::: DATA IN THIS EXERCISE :::
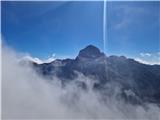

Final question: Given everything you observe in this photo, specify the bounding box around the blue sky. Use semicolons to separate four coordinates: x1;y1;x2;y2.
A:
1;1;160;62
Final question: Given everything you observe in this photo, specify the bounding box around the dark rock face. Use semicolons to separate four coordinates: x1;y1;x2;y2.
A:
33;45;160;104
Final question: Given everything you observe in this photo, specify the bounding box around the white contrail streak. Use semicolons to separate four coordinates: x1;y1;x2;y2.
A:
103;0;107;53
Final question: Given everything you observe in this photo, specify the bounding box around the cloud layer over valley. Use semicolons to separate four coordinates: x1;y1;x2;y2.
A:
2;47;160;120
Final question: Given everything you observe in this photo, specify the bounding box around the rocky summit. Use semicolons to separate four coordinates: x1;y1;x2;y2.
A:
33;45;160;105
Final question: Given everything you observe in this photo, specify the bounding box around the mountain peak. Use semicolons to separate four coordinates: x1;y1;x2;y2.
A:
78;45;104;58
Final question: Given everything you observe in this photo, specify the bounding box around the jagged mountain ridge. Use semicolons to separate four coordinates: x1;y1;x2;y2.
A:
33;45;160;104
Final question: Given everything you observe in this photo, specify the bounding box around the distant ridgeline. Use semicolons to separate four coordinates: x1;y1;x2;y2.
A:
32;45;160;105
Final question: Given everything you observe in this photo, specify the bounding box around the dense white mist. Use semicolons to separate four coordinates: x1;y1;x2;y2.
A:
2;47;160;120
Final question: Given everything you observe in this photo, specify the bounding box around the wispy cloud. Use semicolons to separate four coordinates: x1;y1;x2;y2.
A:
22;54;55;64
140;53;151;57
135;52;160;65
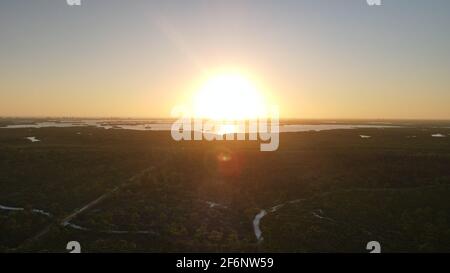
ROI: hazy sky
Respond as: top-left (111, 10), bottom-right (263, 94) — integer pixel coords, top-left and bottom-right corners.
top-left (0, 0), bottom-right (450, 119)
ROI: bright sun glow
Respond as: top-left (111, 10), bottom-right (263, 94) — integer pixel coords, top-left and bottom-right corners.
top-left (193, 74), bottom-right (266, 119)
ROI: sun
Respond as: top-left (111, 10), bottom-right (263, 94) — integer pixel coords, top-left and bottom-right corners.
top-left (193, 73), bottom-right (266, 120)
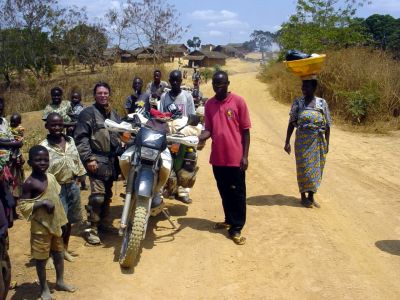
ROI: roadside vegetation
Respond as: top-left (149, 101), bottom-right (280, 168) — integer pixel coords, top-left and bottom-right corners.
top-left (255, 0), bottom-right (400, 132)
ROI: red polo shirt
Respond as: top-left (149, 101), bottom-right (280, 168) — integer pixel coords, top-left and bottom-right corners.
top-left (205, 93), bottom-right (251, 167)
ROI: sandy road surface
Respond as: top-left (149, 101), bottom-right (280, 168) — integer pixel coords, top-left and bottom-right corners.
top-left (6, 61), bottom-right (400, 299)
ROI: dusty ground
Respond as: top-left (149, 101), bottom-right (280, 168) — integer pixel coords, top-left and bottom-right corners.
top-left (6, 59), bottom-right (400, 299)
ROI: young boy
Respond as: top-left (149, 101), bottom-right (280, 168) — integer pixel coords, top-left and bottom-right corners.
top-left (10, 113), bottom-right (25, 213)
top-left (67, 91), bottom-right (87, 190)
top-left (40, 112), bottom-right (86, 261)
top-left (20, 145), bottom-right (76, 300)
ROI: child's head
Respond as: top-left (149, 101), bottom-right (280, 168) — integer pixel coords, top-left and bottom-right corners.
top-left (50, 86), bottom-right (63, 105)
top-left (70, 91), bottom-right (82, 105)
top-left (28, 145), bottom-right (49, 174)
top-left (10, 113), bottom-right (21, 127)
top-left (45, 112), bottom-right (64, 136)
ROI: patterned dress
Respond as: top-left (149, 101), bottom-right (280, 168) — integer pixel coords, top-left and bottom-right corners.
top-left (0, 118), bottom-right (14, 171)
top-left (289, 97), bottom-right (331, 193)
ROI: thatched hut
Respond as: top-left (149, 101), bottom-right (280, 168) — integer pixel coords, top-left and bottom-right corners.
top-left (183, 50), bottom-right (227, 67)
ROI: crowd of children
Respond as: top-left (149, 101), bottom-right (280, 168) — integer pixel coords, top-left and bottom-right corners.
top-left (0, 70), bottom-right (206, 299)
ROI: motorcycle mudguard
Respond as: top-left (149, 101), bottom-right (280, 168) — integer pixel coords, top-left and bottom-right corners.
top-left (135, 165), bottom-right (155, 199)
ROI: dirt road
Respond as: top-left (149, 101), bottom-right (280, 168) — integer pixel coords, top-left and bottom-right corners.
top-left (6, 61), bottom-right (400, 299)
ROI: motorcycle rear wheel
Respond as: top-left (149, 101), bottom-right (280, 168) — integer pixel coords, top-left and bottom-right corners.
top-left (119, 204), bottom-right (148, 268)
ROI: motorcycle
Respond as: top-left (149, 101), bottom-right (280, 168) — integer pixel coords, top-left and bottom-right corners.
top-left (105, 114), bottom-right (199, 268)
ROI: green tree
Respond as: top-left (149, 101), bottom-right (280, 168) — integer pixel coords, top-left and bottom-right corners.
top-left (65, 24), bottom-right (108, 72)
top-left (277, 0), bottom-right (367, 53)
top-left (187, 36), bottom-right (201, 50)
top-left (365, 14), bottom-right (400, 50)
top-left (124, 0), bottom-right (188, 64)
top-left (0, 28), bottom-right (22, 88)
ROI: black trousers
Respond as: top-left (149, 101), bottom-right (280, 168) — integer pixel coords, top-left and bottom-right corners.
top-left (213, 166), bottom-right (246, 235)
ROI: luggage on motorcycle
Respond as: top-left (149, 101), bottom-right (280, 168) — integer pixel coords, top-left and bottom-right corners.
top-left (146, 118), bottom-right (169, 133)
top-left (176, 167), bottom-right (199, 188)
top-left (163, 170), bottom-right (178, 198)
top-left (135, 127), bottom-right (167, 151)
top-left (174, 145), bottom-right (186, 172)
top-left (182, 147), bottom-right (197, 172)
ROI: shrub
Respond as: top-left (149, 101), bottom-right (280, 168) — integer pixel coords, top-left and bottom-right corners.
:::
::: DATA IN THIS EXERCISE :::
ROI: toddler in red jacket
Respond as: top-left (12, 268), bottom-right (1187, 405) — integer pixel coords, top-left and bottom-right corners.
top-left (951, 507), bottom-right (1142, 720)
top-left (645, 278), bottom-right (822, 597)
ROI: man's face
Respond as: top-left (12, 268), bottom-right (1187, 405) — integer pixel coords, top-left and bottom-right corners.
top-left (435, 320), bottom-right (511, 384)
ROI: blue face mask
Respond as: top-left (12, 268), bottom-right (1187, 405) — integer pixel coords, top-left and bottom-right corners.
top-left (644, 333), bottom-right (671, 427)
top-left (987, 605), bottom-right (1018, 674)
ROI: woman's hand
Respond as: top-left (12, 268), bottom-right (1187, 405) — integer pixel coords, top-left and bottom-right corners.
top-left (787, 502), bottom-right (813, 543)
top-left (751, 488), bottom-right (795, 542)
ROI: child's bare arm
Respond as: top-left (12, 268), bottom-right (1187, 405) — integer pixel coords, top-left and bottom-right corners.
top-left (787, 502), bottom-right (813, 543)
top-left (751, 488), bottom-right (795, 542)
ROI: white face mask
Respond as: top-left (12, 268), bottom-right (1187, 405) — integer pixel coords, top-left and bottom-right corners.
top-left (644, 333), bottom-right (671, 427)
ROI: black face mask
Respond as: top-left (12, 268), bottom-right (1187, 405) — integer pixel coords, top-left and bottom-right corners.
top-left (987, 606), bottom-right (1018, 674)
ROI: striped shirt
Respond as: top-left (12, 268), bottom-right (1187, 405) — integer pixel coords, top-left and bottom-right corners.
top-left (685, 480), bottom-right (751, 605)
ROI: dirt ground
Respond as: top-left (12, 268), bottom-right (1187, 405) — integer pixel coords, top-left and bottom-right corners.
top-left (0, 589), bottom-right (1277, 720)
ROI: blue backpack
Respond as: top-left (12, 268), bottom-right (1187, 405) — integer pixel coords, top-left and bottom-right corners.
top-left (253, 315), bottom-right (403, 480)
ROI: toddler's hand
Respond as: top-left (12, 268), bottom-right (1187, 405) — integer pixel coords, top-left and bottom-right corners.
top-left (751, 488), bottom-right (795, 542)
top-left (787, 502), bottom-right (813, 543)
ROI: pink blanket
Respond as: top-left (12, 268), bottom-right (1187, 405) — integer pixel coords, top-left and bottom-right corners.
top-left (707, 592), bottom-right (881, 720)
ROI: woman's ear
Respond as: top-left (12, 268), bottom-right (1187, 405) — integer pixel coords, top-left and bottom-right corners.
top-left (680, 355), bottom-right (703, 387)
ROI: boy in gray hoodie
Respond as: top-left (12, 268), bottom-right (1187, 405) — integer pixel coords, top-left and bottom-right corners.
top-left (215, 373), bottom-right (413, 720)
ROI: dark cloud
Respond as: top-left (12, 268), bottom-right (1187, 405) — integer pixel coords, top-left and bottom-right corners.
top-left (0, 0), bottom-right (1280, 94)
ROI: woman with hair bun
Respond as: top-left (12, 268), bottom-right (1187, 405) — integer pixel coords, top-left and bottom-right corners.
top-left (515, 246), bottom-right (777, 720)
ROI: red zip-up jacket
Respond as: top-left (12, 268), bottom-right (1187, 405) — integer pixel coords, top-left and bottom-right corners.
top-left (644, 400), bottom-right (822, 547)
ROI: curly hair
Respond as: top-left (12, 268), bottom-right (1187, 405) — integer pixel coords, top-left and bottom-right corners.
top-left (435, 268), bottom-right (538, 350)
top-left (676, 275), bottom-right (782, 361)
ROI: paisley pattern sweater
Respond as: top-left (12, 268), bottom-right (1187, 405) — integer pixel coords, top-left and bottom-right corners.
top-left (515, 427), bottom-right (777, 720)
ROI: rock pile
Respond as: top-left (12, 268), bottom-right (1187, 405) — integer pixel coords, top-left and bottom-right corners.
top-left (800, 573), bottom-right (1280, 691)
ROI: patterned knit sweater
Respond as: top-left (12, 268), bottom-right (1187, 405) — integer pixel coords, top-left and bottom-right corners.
:::
§ **JOB**
Edit the part that opens with the line containing "ROI: dirt ground" and closes with the line containing "top-left (253, 315), bottom-right (403, 480)" so that "blue backpack" becomes "red backpack", leaving everything else unchanged. Return only those lines.

§ **WRITTEN ANSWER**
ROI: dirt ground
Respond as: top-left (12, 268), bottom-right (1187, 405) — integer pixel coords, top-left and bottom-right corners.
top-left (0, 589), bottom-right (1277, 720)
ROI: red backpack
Respond as: top-left (12, 268), bottom-right (1187, 405) — integer pixel coords, top-left and bottom-right corners.
top-left (253, 315), bottom-right (403, 480)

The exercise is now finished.